Return the data below in full, matching every line exactly.

_Provided material_

• • •

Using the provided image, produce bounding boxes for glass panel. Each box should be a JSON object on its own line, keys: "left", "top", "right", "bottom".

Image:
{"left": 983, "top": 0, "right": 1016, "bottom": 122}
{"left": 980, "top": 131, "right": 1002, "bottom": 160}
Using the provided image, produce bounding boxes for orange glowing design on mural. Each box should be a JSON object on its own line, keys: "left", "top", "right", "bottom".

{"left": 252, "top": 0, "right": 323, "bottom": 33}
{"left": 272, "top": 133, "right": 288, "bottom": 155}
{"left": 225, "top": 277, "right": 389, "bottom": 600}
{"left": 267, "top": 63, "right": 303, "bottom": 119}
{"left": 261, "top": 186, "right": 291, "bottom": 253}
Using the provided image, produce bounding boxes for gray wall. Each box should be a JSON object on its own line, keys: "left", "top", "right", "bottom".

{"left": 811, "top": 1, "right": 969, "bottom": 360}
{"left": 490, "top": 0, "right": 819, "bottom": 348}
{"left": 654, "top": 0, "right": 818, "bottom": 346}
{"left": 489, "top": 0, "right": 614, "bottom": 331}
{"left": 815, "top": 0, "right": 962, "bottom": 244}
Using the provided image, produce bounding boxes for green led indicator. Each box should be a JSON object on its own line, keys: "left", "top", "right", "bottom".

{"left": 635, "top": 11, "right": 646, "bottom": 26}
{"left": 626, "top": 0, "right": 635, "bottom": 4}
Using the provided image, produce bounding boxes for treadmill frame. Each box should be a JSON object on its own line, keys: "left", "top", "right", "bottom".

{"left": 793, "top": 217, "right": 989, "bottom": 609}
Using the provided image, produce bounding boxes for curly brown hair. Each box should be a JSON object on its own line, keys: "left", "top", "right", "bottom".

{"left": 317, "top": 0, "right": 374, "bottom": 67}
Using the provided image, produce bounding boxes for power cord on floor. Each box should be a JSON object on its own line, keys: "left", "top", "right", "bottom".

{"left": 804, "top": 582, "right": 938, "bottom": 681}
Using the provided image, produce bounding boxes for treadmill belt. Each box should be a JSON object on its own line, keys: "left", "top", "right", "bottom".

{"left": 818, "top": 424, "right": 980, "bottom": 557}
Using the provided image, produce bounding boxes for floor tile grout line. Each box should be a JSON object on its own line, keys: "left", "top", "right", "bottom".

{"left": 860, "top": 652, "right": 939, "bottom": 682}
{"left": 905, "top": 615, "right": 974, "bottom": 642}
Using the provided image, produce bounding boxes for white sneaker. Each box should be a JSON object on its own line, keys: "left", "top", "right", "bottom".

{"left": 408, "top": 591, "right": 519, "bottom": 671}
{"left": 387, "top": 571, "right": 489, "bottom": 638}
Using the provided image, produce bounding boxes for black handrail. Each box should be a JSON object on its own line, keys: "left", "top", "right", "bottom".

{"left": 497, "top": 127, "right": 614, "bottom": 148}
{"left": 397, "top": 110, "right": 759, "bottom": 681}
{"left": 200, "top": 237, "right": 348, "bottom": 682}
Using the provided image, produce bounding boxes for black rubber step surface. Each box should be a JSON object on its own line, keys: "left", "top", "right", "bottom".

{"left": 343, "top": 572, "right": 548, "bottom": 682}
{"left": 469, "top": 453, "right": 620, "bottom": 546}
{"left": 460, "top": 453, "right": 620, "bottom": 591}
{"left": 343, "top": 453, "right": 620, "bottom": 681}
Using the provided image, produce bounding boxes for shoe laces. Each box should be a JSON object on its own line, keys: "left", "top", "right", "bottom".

• • •

_Exercise response_
Using the provided image, produce bounding boxes for glass panel. Each box should be a JSON object on its own line, keys: "left", "top", "right", "bottom".

Image:
{"left": 983, "top": 0, "right": 1016, "bottom": 122}
{"left": 980, "top": 131, "right": 1002, "bottom": 160}
Using the provided image, produce bounding boxes for orange glowing design on mural. Each box should be a JSON object on its own line, keys: "left", "top", "right", "bottom".

{"left": 252, "top": 0, "right": 323, "bottom": 33}
{"left": 272, "top": 133, "right": 288, "bottom": 155}
{"left": 225, "top": 277, "right": 389, "bottom": 600}
{"left": 267, "top": 63, "right": 303, "bottom": 119}
{"left": 261, "top": 186, "right": 291, "bottom": 253}
Using the provided image, produce bounding boxes for gray wall. Each box should be a JSON object on its own line, keys: "left", "top", "right", "bottom".

{"left": 811, "top": 1, "right": 969, "bottom": 360}
{"left": 490, "top": 0, "right": 819, "bottom": 348}
{"left": 654, "top": 0, "right": 818, "bottom": 346}
{"left": 489, "top": 0, "right": 614, "bottom": 331}
{"left": 815, "top": 0, "right": 962, "bottom": 244}
Using the provided image, produce bounding boxes for green led indicator. Each box should be a JSON object on its own line, keys: "left", "top", "right", "bottom".

{"left": 635, "top": 11, "right": 646, "bottom": 26}
{"left": 626, "top": 0, "right": 635, "bottom": 4}
Using the provided image, produce bounding boxes for treadmill frame. Each box should be a JSON object on its own line, keys: "left", "top", "right", "bottom".

{"left": 793, "top": 217, "right": 989, "bottom": 609}
Using the provided image, produce bounding boxes for curly brown hair. Each box should be a JSON object on its own line, keys: "left", "top", "right", "bottom".

{"left": 317, "top": 0, "right": 374, "bottom": 67}
Using the provided image, produce bounding boxes for power cord on floor. Each box should be a JSON object on its own line, keys: "left", "top", "right", "bottom".

{"left": 804, "top": 582, "right": 938, "bottom": 681}
Using the provided image, produce bounding boxes for treadmill belt. Each box should be a JSON object on its own line, keys: "left", "top", "right", "bottom".

{"left": 818, "top": 424, "right": 980, "bottom": 557}
Using the provided image, produce bounding boxes for floor tile grout line. Each box should be a JSON object on its own line, keys: "left", "top", "right", "bottom".

{"left": 860, "top": 652, "right": 939, "bottom": 682}
{"left": 905, "top": 615, "right": 974, "bottom": 642}
Using the provided image, produce bounding boxes for white sneaker. Each box should be a JSON object on its own line, keys: "left", "top", "right", "bottom".

{"left": 408, "top": 591, "right": 519, "bottom": 671}
{"left": 387, "top": 571, "right": 489, "bottom": 638}
Using the provided image, produce bounding boxes for black handrail. Each box should be a JSON object on its own line, keys: "left", "top", "right", "bottom".

{"left": 497, "top": 127, "right": 614, "bottom": 148}
{"left": 397, "top": 110, "right": 759, "bottom": 681}
{"left": 200, "top": 237, "right": 348, "bottom": 682}
Using the provided image, produce bounding boxes for black rubber step surface. Each box should be a JSON object on its own line, keys: "left", "top", "right", "bottom".

{"left": 343, "top": 572, "right": 548, "bottom": 682}
{"left": 469, "top": 453, "right": 620, "bottom": 546}
{"left": 460, "top": 453, "right": 620, "bottom": 591}
{"left": 343, "top": 453, "right": 620, "bottom": 681}
Using the provided image, produce bounding boxes for shoe laces. Each box should be a JSON object on its own line, keys: "left", "top", "right", "bottom".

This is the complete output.